* Begin Entries *

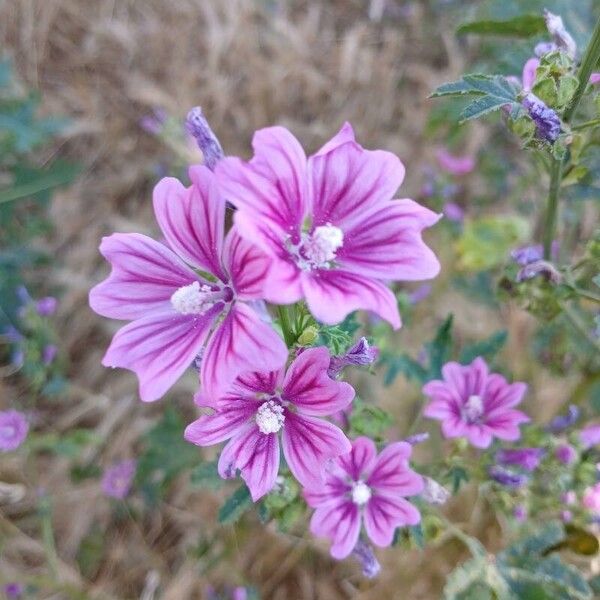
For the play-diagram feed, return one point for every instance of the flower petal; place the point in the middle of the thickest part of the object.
(247, 266)
(391, 473)
(340, 523)
(256, 455)
(387, 244)
(347, 181)
(332, 295)
(310, 389)
(359, 461)
(241, 343)
(308, 442)
(144, 276)
(192, 219)
(384, 513)
(159, 348)
(271, 187)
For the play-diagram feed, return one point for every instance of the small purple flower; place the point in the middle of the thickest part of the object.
(417, 438)
(13, 430)
(361, 354)
(520, 513)
(454, 212)
(49, 354)
(46, 306)
(540, 267)
(507, 477)
(13, 590)
(454, 164)
(546, 120)
(566, 454)
(562, 422)
(561, 37)
(197, 126)
(526, 458)
(471, 402)
(118, 478)
(590, 436)
(365, 556)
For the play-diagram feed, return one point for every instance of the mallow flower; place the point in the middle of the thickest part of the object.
(176, 309)
(363, 487)
(471, 402)
(329, 223)
(260, 406)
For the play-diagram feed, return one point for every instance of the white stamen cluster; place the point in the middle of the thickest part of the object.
(472, 410)
(270, 417)
(192, 299)
(361, 493)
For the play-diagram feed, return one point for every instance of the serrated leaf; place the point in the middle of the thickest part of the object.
(523, 26)
(235, 506)
(487, 348)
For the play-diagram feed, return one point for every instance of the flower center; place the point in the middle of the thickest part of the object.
(361, 493)
(472, 410)
(318, 249)
(195, 299)
(270, 417)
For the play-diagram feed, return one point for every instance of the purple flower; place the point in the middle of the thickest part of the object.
(197, 126)
(566, 454)
(454, 212)
(507, 477)
(454, 164)
(369, 563)
(260, 405)
(118, 478)
(526, 458)
(562, 422)
(49, 354)
(590, 436)
(361, 354)
(13, 591)
(520, 513)
(547, 122)
(361, 486)
(474, 403)
(46, 306)
(13, 430)
(329, 223)
(175, 312)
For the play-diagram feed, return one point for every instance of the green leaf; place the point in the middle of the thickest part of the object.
(487, 348)
(206, 475)
(523, 26)
(235, 506)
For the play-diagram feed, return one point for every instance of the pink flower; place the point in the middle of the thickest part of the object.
(453, 164)
(260, 405)
(329, 223)
(476, 404)
(364, 487)
(117, 479)
(591, 498)
(174, 310)
(13, 430)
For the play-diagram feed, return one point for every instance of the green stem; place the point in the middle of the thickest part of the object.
(284, 321)
(556, 171)
(588, 63)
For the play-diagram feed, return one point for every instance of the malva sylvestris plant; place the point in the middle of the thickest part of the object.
(259, 310)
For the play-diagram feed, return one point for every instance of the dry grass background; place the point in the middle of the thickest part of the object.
(249, 63)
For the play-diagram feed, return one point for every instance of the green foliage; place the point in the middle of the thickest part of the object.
(165, 455)
(486, 242)
(523, 26)
(235, 506)
(492, 93)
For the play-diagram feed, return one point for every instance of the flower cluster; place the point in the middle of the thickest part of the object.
(322, 230)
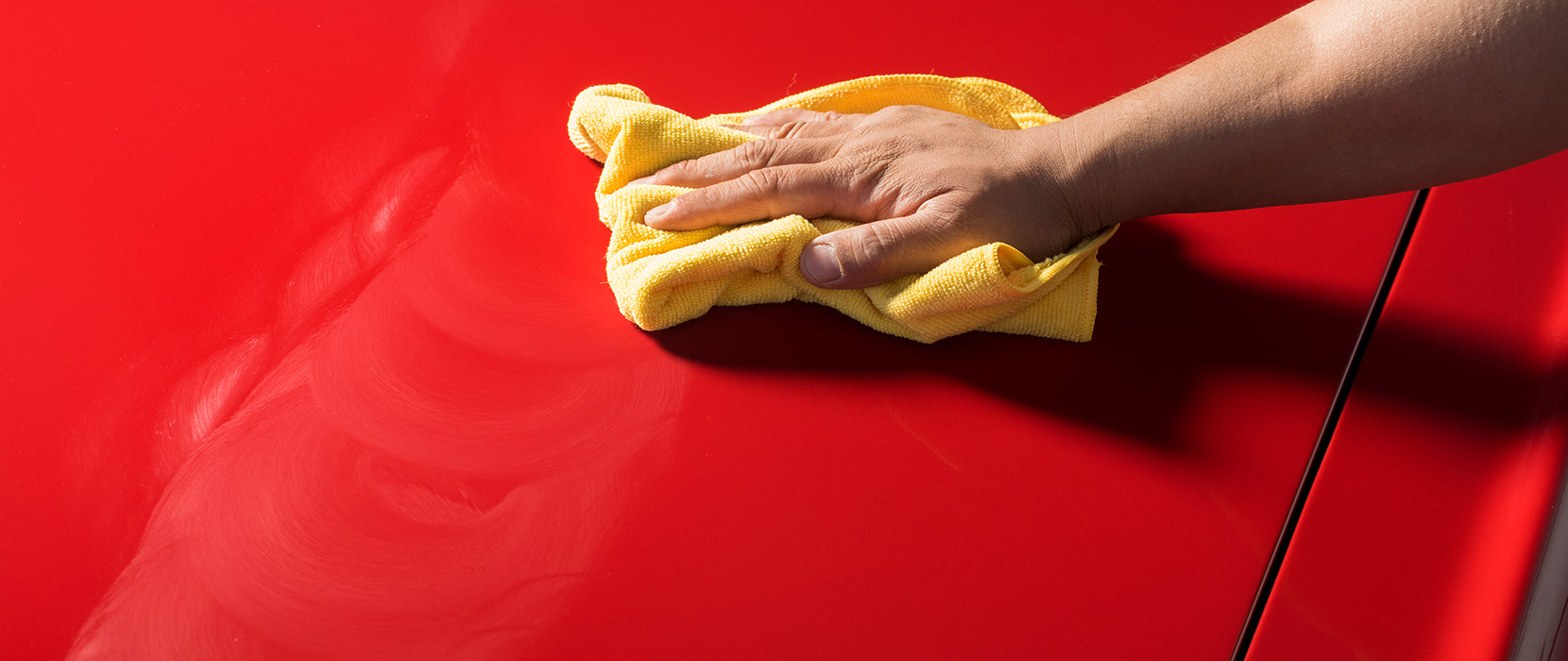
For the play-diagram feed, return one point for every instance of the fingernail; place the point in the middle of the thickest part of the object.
(656, 213)
(821, 263)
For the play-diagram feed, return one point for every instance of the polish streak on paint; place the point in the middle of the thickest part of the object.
(415, 459)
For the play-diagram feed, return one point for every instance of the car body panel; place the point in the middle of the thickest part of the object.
(311, 353)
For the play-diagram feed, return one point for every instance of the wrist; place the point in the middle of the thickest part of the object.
(1076, 157)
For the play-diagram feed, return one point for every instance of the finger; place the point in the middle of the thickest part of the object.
(795, 130)
(791, 114)
(795, 123)
(748, 157)
(876, 252)
(810, 190)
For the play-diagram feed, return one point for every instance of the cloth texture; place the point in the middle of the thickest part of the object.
(667, 278)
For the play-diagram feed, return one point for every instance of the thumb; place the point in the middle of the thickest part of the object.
(876, 252)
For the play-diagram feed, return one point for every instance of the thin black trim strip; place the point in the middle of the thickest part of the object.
(1321, 449)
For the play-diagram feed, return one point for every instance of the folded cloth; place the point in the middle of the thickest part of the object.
(665, 278)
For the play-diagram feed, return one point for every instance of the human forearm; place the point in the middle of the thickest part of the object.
(1339, 99)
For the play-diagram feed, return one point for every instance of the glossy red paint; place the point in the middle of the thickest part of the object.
(1441, 475)
(325, 284)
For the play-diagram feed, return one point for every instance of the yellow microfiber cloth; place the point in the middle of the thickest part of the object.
(665, 278)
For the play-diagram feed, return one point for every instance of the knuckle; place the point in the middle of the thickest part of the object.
(753, 154)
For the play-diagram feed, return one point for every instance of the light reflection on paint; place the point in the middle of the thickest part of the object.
(419, 454)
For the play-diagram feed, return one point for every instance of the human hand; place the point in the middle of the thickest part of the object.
(926, 183)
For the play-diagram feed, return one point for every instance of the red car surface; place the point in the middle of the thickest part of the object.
(308, 354)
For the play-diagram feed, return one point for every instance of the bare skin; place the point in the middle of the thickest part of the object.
(1338, 99)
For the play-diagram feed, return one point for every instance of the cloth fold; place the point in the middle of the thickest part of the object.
(667, 278)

* End Entries *

■ **Instruction**: Repeat the entries exactly. Pictures are excluded from the copy.

■ **Reply to the task**:
For the play-diagram feed, return one point for every instance of the flower petal; place the point in the middle of the thickest part of the object.
(247, 266)
(391, 473)
(340, 523)
(256, 455)
(387, 244)
(347, 181)
(332, 295)
(310, 389)
(359, 461)
(241, 343)
(308, 442)
(144, 276)
(192, 219)
(384, 513)
(159, 348)
(271, 187)
For the play-diagram feed, return one point for every instance of the small purple flower; place the point in the middle of the thickest part of the object.
(417, 438)
(13, 430)
(361, 354)
(520, 513)
(454, 212)
(49, 354)
(46, 306)
(540, 267)
(507, 477)
(13, 590)
(454, 164)
(546, 120)
(566, 454)
(562, 422)
(561, 37)
(197, 126)
(526, 458)
(471, 402)
(118, 478)
(590, 436)
(365, 556)
For the play-diagram feed, return one point for every instance of the mallow flower; place the point in the middle of the thickest part of the object.
(176, 309)
(363, 487)
(471, 402)
(329, 223)
(260, 406)
For the play-diagram feed, return one point for every instance of the white stamen cluster; place the point in the middle of the thickest part of the object.
(472, 410)
(270, 417)
(192, 299)
(361, 493)
For the play-diagram feed, return one point for every instance of the serrated leaf; place the point in the middle of the thickest part of the object.
(523, 26)
(235, 506)
(487, 348)
For the play-diagram feed, return one point for every instance of the flower center; place the point in the middle of the thickest part of the object.
(361, 493)
(472, 410)
(318, 249)
(195, 299)
(270, 417)
For the play-diagram feed, return one point for every instance of the purple flower; place the point in the middle of the thickest part of the object.
(197, 126)
(566, 454)
(454, 212)
(507, 477)
(454, 164)
(369, 563)
(260, 405)
(118, 478)
(526, 458)
(562, 422)
(49, 354)
(590, 436)
(361, 354)
(13, 591)
(520, 513)
(547, 122)
(361, 486)
(474, 403)
(46, 306)
(13, 430)
(329, 223)
(175, 312)
For the play-diagram feed, return one point for every instance of the green leaf; place the point in the middle of the thickest part of the object.
(487, 348)
(206, 475)
(523, 26)
(235, 506)
For the play-diagram feed, return one point for every instance of the pink flower; place the point in the middle of the thickest part of the object.
(453, 164)
(260, 405)
(329, 223)
(476, 404)
(364, 487)
(117, 479)
(591, 498)
(174, 310)
(13, 430)
For the play-diagram feed, return one point for every instance of the green stem; place the point in the middle of the thickest part of the object.
(284, 321)
(556, 171)
(588, 63)
For the play-diagram feed, return one point for every instance of the malva sylvestris plant; place the point in the middle of the thickest part of the object.
(259, 310)
For the play-diagram feed, return one point for every instance of the dry grass background; place the point in the middle of the thickest part of the object.
(249, 63)
For the play-diagram feed, return one point for every instance of the green foliage; place the point in the middle of the thickest part of the object.
(165, 455)
(486, 242)
(523, 26)
(235, 506)
(492, 93)
For the play-diagram feed, return one point for every instance of the flower cluster; place the point in the middle of the thickest part of the object.
(322, 230)
For the play-diagram feed, return one point for every instance of the fingernail; place the point in the middle of the thickest part of the object.
(656, 213)
(821, 263)
For the play-diagram feed, return one point for every instance of the polish streak on paint; place the point in the middle of the thickest part of the object.
(415, 459)
For the play-diagram feed, return one point for every instance of the car body panel; place the point in the middle of the thickest part of the object.
(311, 353)
For the play-diagram feed, return one point for every instance of the wrist; place the point in the middle of the thickest part of the object.
(1076, 157)
For the play-diagram feed, return one point for every instance of the finger; place the point in the middle of the thickest part of the object.
(795, 130)
(791, 114)
(795, 123)
(748, 157)
(876, 252)
(810, 190)
For the play-diagram feed, return one point for every instance of the cloth texture; place the point in the middle of the thickest part of the object.
(667, 278)
For the play-diagram feed, return one point for every instance of the thumb; place the point in the middle of the thickest part of the object.
(876, 252)
For the play-diagram feed, return one point for every instance of the thin black trim strip; place the point in the middle of the thickest part of the object.
(1321, 449)
For the play-diagram feed, return one point for every instance of the folded cloth; place the point in the middle of the thickest part of the object.
(665, 278)
For the play-diagram feed, return one point for every instance of the human forearm; place the point in the middle of the thickest part of the object.
(1339, 99)
For the play-diagram feed, return one point for every instance of the glossy red paint; place the point in the middle of the thickest part of the object.
(1441, 475)
(325, 284)
For the play-diagram feed, return one point for every instance of the yellow microfiber cloth; place the point in the middle of the thickest part of the object.
(665, 278)
For the play-diagram feed, return one point for every instance of the knuckle; place the point in the middle of the thickest part of the object.
(753, 154)
For the play-diagram feed, return one point for every instance of the light reflection on paint; place the point in the middle of the thickest part of the object.
(419, 454)
For the play-diagram feed, return one point for every instance of the human hand; place the point in the middle of the thickest part of the object.
(926, 183)
For the play-diagram feed, return one point for every instance of the red car surface; place the point in the middle of the thickest part of the object.
(308, 354)
For the play-diagram feed, return one point for every instance of the bare skin; place the point in the middle of the thickest part of the object.
(1338, 99)
For the play-diagram feed, return one point for every instance of the cloth fold; place the point in the middle of the thickest part of the object.
(667, 278)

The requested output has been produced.